:: Data provided ::
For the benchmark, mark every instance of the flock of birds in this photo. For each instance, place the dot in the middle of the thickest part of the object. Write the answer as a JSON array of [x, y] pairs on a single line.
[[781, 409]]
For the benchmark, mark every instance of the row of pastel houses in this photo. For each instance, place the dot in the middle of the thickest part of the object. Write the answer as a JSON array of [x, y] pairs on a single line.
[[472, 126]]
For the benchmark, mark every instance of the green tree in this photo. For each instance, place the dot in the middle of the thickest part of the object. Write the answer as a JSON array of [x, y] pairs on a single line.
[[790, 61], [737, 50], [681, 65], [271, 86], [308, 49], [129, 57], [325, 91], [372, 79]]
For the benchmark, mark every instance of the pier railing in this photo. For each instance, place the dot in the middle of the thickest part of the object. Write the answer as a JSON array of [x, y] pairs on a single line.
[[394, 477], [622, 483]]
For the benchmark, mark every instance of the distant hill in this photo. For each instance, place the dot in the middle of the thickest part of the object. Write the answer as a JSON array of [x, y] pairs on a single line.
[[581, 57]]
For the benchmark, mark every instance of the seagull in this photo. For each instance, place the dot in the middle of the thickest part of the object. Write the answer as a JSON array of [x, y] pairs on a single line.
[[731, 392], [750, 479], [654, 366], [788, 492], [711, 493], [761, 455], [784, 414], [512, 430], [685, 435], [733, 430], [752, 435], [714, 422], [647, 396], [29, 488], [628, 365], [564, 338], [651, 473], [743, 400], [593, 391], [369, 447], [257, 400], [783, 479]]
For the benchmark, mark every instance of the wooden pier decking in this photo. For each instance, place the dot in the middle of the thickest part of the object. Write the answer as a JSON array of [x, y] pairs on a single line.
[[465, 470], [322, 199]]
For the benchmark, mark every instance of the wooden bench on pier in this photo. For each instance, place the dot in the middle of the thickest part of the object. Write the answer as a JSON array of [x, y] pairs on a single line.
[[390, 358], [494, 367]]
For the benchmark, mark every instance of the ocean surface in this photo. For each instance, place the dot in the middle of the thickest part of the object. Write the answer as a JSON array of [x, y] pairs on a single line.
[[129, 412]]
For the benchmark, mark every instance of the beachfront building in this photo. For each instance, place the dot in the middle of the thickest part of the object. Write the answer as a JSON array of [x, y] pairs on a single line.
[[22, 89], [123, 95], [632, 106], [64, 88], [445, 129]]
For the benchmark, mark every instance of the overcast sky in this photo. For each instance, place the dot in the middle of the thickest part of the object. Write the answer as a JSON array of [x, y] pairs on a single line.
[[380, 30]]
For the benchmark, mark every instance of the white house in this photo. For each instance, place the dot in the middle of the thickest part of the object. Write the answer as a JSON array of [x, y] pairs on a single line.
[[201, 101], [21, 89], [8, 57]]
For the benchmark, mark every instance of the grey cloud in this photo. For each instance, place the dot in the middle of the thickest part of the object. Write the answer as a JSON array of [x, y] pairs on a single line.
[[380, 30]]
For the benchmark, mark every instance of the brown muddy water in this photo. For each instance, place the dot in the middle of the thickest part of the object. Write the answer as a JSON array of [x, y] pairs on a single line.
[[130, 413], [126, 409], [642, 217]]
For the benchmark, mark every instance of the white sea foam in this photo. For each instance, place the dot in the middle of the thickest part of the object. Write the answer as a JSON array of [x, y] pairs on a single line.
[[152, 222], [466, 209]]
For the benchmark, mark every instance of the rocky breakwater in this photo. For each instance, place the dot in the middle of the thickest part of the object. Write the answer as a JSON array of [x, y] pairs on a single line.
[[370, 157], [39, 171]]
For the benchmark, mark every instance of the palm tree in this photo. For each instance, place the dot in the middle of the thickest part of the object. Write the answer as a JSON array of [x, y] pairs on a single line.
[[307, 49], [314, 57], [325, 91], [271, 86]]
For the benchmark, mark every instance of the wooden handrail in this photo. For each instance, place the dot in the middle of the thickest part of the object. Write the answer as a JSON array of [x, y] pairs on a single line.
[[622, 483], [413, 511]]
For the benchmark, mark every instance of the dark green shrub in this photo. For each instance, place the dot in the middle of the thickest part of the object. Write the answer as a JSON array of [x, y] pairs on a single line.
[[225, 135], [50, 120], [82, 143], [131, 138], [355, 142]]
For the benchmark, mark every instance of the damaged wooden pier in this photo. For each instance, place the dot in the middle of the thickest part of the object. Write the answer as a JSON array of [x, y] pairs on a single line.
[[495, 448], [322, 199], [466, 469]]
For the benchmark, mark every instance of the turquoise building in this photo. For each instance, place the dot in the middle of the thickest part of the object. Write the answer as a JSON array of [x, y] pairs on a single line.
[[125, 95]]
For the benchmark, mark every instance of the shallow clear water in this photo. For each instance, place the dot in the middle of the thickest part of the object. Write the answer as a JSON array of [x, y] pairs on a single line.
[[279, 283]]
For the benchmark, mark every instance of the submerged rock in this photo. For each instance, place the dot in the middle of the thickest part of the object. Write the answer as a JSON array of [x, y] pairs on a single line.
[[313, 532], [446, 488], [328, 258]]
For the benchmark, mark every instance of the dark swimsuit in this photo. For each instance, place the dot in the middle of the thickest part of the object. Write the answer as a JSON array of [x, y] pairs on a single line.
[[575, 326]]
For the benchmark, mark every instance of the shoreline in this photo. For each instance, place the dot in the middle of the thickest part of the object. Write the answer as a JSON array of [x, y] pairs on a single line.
:::
_Your instructions_
Shift every coordinate in the data by adding 67 to each number, and write out again everything from the start of the data down to the line containing "[[394, 477], [622, 483]]", inclusive, with the requests reproduced alongside their coordinates.

_Full solution_
For the benchmark, mark every instance of the flock of birds in this photo. For each instance, place the dot in the middle of the thickest part of the object. Write the answer as a JSON array of [x, y] pairs on a single line.
[[848, 476]]
For the benchmark, mark every instance of the row of pastel houses in this photo. For each instance, place the dot in the middle of the thickest part of the object. Write the answer as a JSON array of [x, y] pairs on a single line.
[[539, 193]]
For the benchmark, mark every instance of the green tree in this photo. For each instance, place the dot in the middle of the thickest part of the object. Write the answer as a JSON array of [x, y] pairs on a single line.
[[857, 128], [804, 117], [748, 132], [338, 153], [375, 116], [196, 124], [392, 158], [439, 146]]
For the benchmark, mark every instance of the pier railing in this photo. For each instance, place the dot in the middle of the thickest part of the object. Write the answer as a JSON array of [x, y] pairs on a single line.
[[461, 544], [689, 550]]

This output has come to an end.